## Requirement:
Show every line of the material that follows in which the word "building" occurs.

## Information given:
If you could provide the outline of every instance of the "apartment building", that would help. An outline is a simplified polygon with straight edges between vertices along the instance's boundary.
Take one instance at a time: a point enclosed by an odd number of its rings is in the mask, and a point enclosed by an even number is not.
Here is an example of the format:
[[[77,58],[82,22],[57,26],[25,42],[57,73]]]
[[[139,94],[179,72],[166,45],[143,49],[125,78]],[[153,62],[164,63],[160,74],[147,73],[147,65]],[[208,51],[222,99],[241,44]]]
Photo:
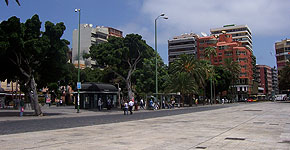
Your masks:
[[[272,68],[267,65],[256,65],[256,77],[258,86],[262,90],[262,93],[266,96],[271,96],[273,92],[273,78]]]
[[[276,61],[278,72],[286,66],[286,62],[290,59],[290,39],[285,39],[275,43]]]
[[[247,25],[225,25],[221,28],[210,29],[210,32],[214,36],[219,36],[222,32],[225,31],[228,34],[232,35],[233,41],[239,41],[242,43],[242,46],[248,48],[253,52],[253,41],[252,41],[252,32]]]
[[[194,33],[182,34],[175,36],[173,39],[168,40],[168,61],[170,64],[181,54],[196,54],[196,39],[199,36]]]
[[[253,65],[252,52],[242,46],[239,41],[233,41],[232,35],[225,33],[218,37],[211,35],[200,37],[197,40],[197,58],[207,59],[204,57],[204,51],[207,47],[216,49],[216,56],[212,56],[210,61],[213,65],[224,65],[227,58],[236,61],[241,66],[239,81],[234,86],[238,93],[237,99],[248,97],[253,88]]]
[[[123,37],[122,31],[104,26],[93,27],[92,24],[80,25],[80,68],[92,67],[95,62],[91,59],[84,59],[83,54],[88,54],[90,47],[94,44],[100,44],[107,42],[107,39],[111,36]],[[72,42],[72,62],[75,66],[78,64],[78,37],[79,31],[75,29],[73,31]]]

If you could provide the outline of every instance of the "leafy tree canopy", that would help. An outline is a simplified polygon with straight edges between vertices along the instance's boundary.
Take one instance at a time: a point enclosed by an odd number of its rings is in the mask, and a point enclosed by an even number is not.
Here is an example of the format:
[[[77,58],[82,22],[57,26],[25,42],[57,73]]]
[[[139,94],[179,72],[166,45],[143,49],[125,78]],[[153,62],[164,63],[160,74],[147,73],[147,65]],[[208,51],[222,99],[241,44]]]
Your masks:
[[[45,23],[41,32],[41,22],[34,15],[25,23],[11,17],[0,24],[0,80],[19,80],[35,105],[36,115],[42,112],[38,105],[37,86],[42,88],[50,82],[59,81],[64,76],[67,40],[61,39],[65,26],[63,23]],[[37,84],[36,84],[37,83]]]

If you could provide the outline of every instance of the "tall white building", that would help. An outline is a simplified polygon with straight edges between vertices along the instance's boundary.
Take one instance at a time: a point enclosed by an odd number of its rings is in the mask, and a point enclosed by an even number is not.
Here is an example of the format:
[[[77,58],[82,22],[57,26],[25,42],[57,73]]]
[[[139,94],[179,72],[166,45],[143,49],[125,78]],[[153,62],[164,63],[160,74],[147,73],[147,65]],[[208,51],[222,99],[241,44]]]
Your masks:
[[[80,25],[80,67],[92,67],[95,64],[91,59],[84,59],[83,54],[88,54],[90,47],[94,44],[107,42],[110,36],[122,37],[122,31],[111,27],[97,26],[93,28],[92,24],[81,24]],[[72,42],[72,62],[75,66],[78,64],[78,37],[79,31],[75,29],[73,31],[73,42]]]
[[[253,52],[253,41],[252,41],[252,32],[247,25],[225,25],[221,28],[210,29],[212,35],[220,35],[225,31],[228,34],[231,34],[233,41],[240,41],[242,46],[248,48]]]
[[[196,54],[198,38],[197,34],[182,34],[168,40],[168,61],[169,64],[178,58],[181,54]]]

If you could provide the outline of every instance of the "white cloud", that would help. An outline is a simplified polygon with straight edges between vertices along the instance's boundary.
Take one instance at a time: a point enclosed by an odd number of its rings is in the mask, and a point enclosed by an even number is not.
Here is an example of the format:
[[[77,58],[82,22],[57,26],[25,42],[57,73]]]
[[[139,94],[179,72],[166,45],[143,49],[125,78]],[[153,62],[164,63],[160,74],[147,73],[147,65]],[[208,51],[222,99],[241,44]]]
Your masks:
[[[166,47],[176,35],[209,33],[226,24],[247,24],[255,37],[289,36],[289,6],[289,0],[144,0],[138,5],[138,18],[143,20],[124,28],[141,34],[153,46],[154,19],[163,12],[169,19],[158,20],[159,47]]]
[[[160,10],[170,20],[164,25],[178,32],[209,32],[225,24],[248,24],[253,34],[279,35],[289,31],[290,1],[286,0],[146,0],[144,14],[154,19]]]

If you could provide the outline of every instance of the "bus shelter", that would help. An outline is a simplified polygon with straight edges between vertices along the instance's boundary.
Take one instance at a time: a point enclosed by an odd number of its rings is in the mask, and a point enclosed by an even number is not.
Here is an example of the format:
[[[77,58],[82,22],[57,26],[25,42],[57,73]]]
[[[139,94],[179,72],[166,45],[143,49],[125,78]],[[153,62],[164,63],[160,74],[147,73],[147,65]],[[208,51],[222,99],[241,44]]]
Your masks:
[[[80,89],[80,109],[98,108],[98,100],[102,102],[102,108],[117,107],[118,89],[111,84],[82,83]],[[77,108],[77,92],[75,95],[75,108]],[[110,103],[108,103],[110,101]]]

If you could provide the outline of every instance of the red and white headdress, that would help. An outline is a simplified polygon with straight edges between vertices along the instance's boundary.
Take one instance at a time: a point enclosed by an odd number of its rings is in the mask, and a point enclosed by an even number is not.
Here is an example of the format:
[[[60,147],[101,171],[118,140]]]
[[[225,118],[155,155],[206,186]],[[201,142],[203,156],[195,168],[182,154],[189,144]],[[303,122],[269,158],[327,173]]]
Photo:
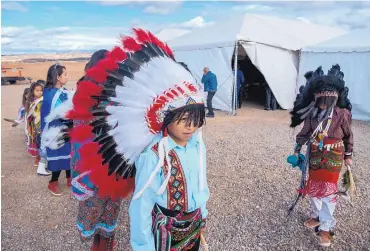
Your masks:
[[[162,132],[166,112],[188,105],[204,106],[201,87],[175,61],[171,49],[150,32],[133,29],[133,33],[133,37],[122,39],[122,48],[115,47],[87,70],[86,76],[92,81],[79,82],[73,105],[65,115],[58,115],[93,120],[90,125],[75,127],[70,138],[83,142],[92,137],[91,133],[99,135],[93,143],[84,145],[80,154],[82,169],[91,170],[91,179],[103,191],[112,186],[125,190],[127,181],[135,175],[135,160]],[[109,104],[100,108],[101,102]],[[161,140],[160,160],[152,176],[165,156],[168,158],[166,147],[167,140]],[[102,179],[104,172],[116,175]],[[121,183],[114,183],[116,176]],[[165,190],[169,177],[159,192]]]

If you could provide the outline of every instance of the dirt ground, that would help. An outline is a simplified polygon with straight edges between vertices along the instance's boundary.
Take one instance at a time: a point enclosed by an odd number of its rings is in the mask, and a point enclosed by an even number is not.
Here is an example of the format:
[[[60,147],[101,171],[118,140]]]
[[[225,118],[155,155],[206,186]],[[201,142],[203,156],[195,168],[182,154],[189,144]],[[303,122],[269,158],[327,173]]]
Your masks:
[[[25,78],[32,78],[33,81],[42,79],[46,80],[46,74],[51,65],[55,64],[54,62],[39,62],[39,63],[23,63],[23,62],[4,62],[2,61],[2,67],[5,68],[23,68],[22,76]],[[78,80],[83,76],[85,64],[87,62],[76,62],[68,61],[59,62],[61,65],[64,65],[68,71],[69,80]]]
[[[77,201],[64,177],[60,180],[64,195],[53,197],[47,190],[49,177],[36,175],[33,159],[26,153],[22,126],[12,128],[3,121],[16,116],[25,87],[1,87],[2,250],[89,250],[89,243],[79,240]],[[266,112],[256,105],[243,107],[236,117],[217,112],[207,121],[210,250],[324,250],[317,245],[317,236],[302,226],[307,200],[286,217],[300,177],[285,161],[297,133],[288,124],[287,111]],[[354,207],[339,200],[336,239],[326,250],[370,250],[370,124],[354,121],[353,130],[358,196]],[[127,209],[124,201],[117,250],[131,250]]]

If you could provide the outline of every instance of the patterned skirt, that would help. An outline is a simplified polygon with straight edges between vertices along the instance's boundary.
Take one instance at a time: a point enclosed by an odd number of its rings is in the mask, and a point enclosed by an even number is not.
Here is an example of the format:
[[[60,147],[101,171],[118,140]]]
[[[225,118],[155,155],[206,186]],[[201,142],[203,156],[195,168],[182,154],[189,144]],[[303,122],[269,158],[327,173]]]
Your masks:
[[[152,212],[156,251],[197,251],[204,226],[200,209],[191,213],[171,211],[155,205]]]
[[[309,197],[324,198],[338,192],[338,179],[344,159],[343,141],[324,139],[311,144],[309,178],[306,191]]]
[[[110,197],[100,199],[90,197],[79,202],[77,215],[77,228],[81,240],[89,240],[95,234],[104,238],[114,235],[120,212],[121,199],[112,200]]]
[[[32,157],[39,156],[39,148],[41,145],[41,135],[32,126],[31,121],[27,121],[27,151]]]

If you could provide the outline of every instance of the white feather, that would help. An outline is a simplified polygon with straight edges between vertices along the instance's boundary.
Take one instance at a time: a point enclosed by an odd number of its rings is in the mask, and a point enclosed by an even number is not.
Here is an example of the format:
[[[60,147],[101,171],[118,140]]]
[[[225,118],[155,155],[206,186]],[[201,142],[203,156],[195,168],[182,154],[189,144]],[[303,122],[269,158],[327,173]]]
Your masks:
[[[203,158],[203,133],[202,129],[198,130],[199,138],[199,190],[204,190],[204,158]]]
[[[116,150],[129,163],[134,163],[154,138],[145,120],[153,100],[175,85],[190,94],[183,84],[185,81],[196,84],[193,76],[181,65],[170,58],[158,57],[142,65],[133,79],[126,78],[124,86],[116,87],[116,97],[111,100],[121,106],[107,107],[111,114],[108,119],[118,121],[119,133],[113,136],[117,143]],[[198,95],[203,98],[202,92]]]
[[[62,104],[60,104],[59,106],[51,109],[49,115],[45,117],[46,123],[50,123],[51,121],[56,120],[56,119],[66,118],[67,113],[73,109],[72,100],[73,100],[74,93],[75,93],[74,91],[68,91],[67,100],[64,101]]]
[[[66,129],[67,126],[62,125],[62,126],[53,126],[47,128],[47,130],[44,130],[42,133],[42,141],[44,147],[48,147],[50,149],[56,150],[59,149],[63,146],[61,138],[63,137],[63,129]]]
[[[167,170],[166,179],[163,181],[161,187],[157,191],[157,195],[162,195],[164,193],[164,191],[166,191],[168,182],[170,181],[170,178],[171,178],[171,170],[172,170],[171,159],[170,159],[170,156],[168,155],[168,153],[169,153],[168,137],[163,138],[163,140],[164,140],[164,154],[166,156],[168,170]]]

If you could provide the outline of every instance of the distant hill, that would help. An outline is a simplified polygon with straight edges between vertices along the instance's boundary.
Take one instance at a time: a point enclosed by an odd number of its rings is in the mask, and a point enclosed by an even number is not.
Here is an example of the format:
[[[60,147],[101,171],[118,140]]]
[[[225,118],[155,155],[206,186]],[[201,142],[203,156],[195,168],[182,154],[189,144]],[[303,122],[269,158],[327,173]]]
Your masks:
[[[39,53],[39,54],[17,54],[1,56],[1,62],[23,62],[23,63],[39,63],[39,62],[81,62],[88,61],[92,53]]]

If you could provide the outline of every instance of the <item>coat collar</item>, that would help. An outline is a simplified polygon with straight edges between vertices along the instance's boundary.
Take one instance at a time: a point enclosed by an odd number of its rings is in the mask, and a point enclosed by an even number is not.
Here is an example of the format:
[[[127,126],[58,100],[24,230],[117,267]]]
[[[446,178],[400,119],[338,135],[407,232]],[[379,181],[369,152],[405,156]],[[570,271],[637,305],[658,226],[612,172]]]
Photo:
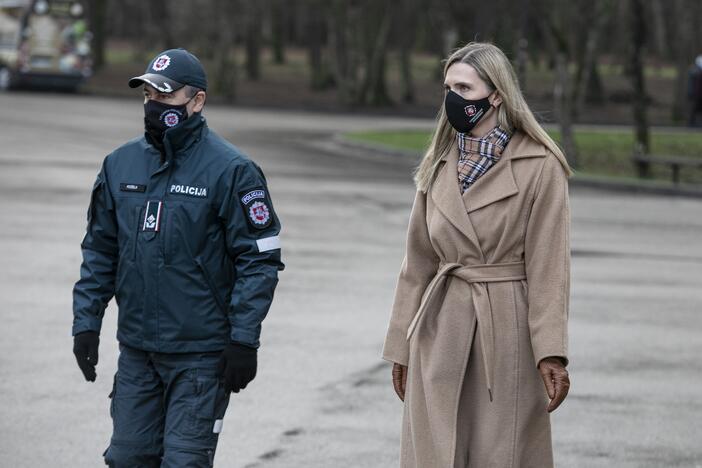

## Task result:
If you could provide the outline of every instance of the "apartment building", that would help. An outline is a simplified polygon with straight edges between vertices along the instance's boundary.
If you could provide the outline of every instance of the "tall white building", that would help. An outline is a simplified polygon with straight edges between vertices along the instance's boundary.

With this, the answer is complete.